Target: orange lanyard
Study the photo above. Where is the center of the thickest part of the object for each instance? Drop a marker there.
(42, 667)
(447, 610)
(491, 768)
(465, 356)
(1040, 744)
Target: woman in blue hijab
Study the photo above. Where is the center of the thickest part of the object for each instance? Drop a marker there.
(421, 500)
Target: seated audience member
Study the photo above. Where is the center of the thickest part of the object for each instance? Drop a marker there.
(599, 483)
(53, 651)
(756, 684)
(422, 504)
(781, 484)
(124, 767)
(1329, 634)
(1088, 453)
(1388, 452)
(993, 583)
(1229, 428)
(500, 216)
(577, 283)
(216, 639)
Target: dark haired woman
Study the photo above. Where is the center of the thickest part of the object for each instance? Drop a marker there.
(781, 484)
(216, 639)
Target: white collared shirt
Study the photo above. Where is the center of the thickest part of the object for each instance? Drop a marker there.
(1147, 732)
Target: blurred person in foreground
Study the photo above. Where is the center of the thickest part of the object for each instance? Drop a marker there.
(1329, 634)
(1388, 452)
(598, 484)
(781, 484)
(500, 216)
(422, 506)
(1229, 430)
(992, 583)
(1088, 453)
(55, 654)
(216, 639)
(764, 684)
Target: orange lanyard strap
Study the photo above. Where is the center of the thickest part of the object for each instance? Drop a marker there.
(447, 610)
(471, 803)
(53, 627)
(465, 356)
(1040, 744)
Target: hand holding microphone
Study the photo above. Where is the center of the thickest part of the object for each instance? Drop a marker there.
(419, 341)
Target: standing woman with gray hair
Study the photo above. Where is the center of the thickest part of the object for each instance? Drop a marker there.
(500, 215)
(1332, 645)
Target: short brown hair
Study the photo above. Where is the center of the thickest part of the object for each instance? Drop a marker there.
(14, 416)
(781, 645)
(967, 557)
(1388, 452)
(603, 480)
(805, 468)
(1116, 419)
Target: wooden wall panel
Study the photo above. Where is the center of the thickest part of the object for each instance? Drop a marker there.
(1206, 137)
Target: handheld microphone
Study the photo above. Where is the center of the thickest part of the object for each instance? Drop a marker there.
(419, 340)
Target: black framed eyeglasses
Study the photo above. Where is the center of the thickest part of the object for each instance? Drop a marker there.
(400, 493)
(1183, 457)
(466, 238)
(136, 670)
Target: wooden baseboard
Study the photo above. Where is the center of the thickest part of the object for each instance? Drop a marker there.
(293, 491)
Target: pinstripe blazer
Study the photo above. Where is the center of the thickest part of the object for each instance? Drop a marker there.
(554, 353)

━━━━━━━━━━━━━━━━━━━━

PROBLEM >> Where the data above reaches the line holding "Target: seated audience member", begin printing, and stop after the line holding "Target: blurred person in foreground". Each line must be reproduced exactly, with nothing else added.

REPLY >>
Target: seated audience member
Study the photo above. Where is the center of the thickest part of the object for each instance? Drop a marker there.
(599, 483)
(53, 651)
(756, 684)
(422, 504)
(781, 484)
(124, 767)
(1329, 634)
(1088, 453)
(1388, 452)
(993, 583)
(1229, 428)
(500, 216)
(577, 283)
(216, 639)
Target: dark haired woman
Study the photo above. Where is the center of the thickest part of the object for each instance? Drop a marker there.
(781, 484)
(216, 639)
Target: white collared shirt
Study the photo above. Where is the center of the thickest part of the object for each instance? Drop a marker there.
(1147, 732)
Target: blurred person in foreground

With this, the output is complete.